§ Job
Copy everything from the line containing "Zoom in on curved" down to the line containing "[[633, 390, 683, 449], [600, 383, 657, 442]]", replacing "curved horn" with "spiral horn" and leaving everything else unchanged.

§ Material for this task
--- BEGIN ---
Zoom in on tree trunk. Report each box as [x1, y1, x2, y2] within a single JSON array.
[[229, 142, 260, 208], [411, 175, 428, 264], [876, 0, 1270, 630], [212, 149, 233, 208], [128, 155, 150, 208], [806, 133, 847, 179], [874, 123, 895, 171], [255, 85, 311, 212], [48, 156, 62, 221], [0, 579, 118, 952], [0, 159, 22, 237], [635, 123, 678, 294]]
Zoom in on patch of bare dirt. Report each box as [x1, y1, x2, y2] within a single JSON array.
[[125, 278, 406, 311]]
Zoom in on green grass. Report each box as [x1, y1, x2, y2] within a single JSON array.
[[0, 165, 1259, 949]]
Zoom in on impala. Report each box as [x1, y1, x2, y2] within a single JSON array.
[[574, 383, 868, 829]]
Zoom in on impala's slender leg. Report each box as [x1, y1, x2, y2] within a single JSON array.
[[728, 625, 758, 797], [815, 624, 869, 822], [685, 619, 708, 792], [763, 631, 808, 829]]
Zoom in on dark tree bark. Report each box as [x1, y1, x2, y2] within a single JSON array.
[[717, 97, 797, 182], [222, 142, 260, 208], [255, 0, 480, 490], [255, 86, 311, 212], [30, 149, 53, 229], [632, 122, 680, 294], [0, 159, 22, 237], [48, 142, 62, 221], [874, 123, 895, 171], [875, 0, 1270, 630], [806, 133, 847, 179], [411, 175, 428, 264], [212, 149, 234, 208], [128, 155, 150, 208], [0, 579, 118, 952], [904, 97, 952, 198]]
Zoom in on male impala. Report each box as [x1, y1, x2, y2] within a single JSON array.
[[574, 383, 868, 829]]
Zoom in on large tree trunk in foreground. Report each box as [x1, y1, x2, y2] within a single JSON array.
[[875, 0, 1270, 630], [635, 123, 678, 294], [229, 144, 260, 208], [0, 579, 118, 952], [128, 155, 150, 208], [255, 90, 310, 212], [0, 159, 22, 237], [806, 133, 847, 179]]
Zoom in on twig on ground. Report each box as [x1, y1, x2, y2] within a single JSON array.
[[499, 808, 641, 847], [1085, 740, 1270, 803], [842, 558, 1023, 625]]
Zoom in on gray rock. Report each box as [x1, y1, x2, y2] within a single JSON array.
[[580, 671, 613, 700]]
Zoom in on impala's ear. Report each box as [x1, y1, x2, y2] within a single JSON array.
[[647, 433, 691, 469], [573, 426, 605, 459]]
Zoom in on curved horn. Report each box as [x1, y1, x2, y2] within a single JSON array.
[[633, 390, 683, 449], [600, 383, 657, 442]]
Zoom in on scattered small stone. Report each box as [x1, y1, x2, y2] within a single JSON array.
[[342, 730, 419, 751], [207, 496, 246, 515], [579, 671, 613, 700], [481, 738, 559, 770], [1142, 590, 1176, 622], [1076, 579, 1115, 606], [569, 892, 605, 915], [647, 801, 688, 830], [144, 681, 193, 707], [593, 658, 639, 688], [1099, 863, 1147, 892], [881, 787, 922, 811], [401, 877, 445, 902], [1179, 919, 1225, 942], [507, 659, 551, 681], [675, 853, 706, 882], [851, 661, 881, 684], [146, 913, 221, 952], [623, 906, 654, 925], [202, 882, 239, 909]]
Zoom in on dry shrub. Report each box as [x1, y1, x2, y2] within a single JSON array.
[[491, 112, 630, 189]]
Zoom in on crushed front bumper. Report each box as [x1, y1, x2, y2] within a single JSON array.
--- END ---
§ Problem solution
Zoom in on spiral horn. Report each box as [x1, y1, x2, y2] within a single JSON array.
[[633, 390, 683, 449], [600, 383, 657, 442]]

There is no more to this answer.